# [THE REQUEST]
Rewrite the items below, switching every "instance" to "occurrence" and leaving everything else unchanged.

# [MATERIAL SUPPLIED]
★ ★ ★

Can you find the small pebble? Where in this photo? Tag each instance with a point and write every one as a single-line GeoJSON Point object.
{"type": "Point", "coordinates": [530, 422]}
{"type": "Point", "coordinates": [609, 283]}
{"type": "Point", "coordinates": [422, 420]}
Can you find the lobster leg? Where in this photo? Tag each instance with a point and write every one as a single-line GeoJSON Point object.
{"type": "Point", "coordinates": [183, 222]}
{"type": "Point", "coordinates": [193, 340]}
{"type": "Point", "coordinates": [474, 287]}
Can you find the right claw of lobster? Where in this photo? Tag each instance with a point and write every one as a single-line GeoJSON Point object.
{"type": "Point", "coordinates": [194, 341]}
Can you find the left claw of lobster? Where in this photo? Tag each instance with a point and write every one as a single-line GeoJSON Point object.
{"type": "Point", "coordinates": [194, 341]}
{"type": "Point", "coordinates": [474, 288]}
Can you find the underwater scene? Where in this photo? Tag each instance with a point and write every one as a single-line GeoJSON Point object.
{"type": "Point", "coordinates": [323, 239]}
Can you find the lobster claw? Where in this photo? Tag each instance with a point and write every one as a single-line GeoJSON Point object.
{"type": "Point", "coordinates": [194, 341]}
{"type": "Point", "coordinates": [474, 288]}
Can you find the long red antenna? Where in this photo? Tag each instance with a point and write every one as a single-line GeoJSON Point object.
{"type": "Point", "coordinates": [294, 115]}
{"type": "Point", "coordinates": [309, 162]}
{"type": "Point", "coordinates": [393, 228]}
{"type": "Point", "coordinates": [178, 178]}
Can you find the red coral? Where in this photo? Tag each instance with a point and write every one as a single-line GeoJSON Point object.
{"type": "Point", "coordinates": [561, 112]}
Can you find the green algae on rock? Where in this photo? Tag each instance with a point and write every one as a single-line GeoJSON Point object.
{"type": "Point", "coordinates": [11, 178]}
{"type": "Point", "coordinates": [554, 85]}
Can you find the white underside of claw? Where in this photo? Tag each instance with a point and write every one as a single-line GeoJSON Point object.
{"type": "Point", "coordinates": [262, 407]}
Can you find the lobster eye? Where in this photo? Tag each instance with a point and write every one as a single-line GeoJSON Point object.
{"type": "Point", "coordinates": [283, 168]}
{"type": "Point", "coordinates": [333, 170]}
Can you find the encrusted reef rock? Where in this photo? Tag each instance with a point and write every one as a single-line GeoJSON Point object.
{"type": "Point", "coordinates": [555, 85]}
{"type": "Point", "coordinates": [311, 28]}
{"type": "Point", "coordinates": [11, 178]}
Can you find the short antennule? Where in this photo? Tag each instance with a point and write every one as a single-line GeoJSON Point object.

★ ★ ★

# [WRITTEN RESPONSE]
Can you find the small pebble? Where in this photo? Tag each occurrence with a point and write every one as a single-line GeoJSON Point object.
{"type": "Point", "coordinates": [530, 422]}
{"type": "Point", "coordinates": [609, 283]}
{"type": "Point", "coordinates": [422, 420]}
Can you find the lobster leg? Where in this photo? Tag each occurrence with a point and write every one as a single-line GeoJSON Point object.
{"type": "Point", "coordinates": [183, 222]}
{"type": "Point", "coordinates": [193, 340]}
{"type": "Point", "coordinates": [474, 287]}
Can you find the right claw of lobster? Where in this photo? Tag each occurrence with a point and write every one as a single-line GeoJSON Point object.
{"type": "Point", "coordinates": [194, 341]}
Can you find the left claw of lobster? Where in this photo? Tag each occurrence with a point and write every one as a single-line GeoJSON Point object.
{"type": "Point", "coordinates": [194, 341]}
{"type": "Point", "coordinates": [474, 288]}
Can you find the underwater scene? Where in this photo? Tag each occurrence with a point and write every one as a single-line GeoJSON Point object.
{"type": "Point", "coordinates": [323, 239]}
Can you find the lobster claw? Where in this photo? Tag each occurrence with a point and write every one as a single-line GeoJSON Point object.
{"type": "Point", "coordinates": [194, 341]}
{"type": "Point", "coordinates": [474, 288]}
Can you find the long red antenna? Where in this photo? Tag each occurrence with a point and write every one as a single-line GeoJSON Point object.
{"type": "Point", "coordinates": [294, 115]}
{"type": "Point", "coordinates": [309, 162]}
{"type": "Point", "coordinates": [393, 228]}
{"type": "Point", "coordinates": [178, 178]}
Can you find the red coral? Where in this photo? Tag each occurrence with a point and write every one as a single-line GeoJSON Point object.
{"type": "Point", "coordinates": [561, 112]}
Can you find the green algae on rock? Where in this photo? Tag each occurrence with a point and write every one as a single-line GeoJSON Point object.
{"type": "Point", "coordinates": [11, 178]}
{"type": "Point", "coordinates": [554, 85]}
Can you find the white underside of claw? Where in this photo? Tag each occurrence with a point and write every one as a single-line GeoJSON Point object.
{"type": "Point", "coordinates": [262, 407]}
Can you find the lobster eye? Where in this photo? Tag each occurrence with a point and write every one as a single-line GeoJSON Point object.
{"type": "Point", "coordinates": [283, 168]}
{"type": "Point", "coordinates": [333, 170]}
Can you find the encrusted reef rock? Where in this photo? Tag each occurrence with a point and write every one as a single-line GeoJSON Point object.
{"type": "Point", "coordinates": [555, 85]}
{"type": "Point", "coordinates": [311, 28]}
{"type": "Point", "coordinates": [11, 178]}
Can you find the short antennule? Where in this photo? Tag each occurrence with a point and write every one as a single-line GeoJSON Point object.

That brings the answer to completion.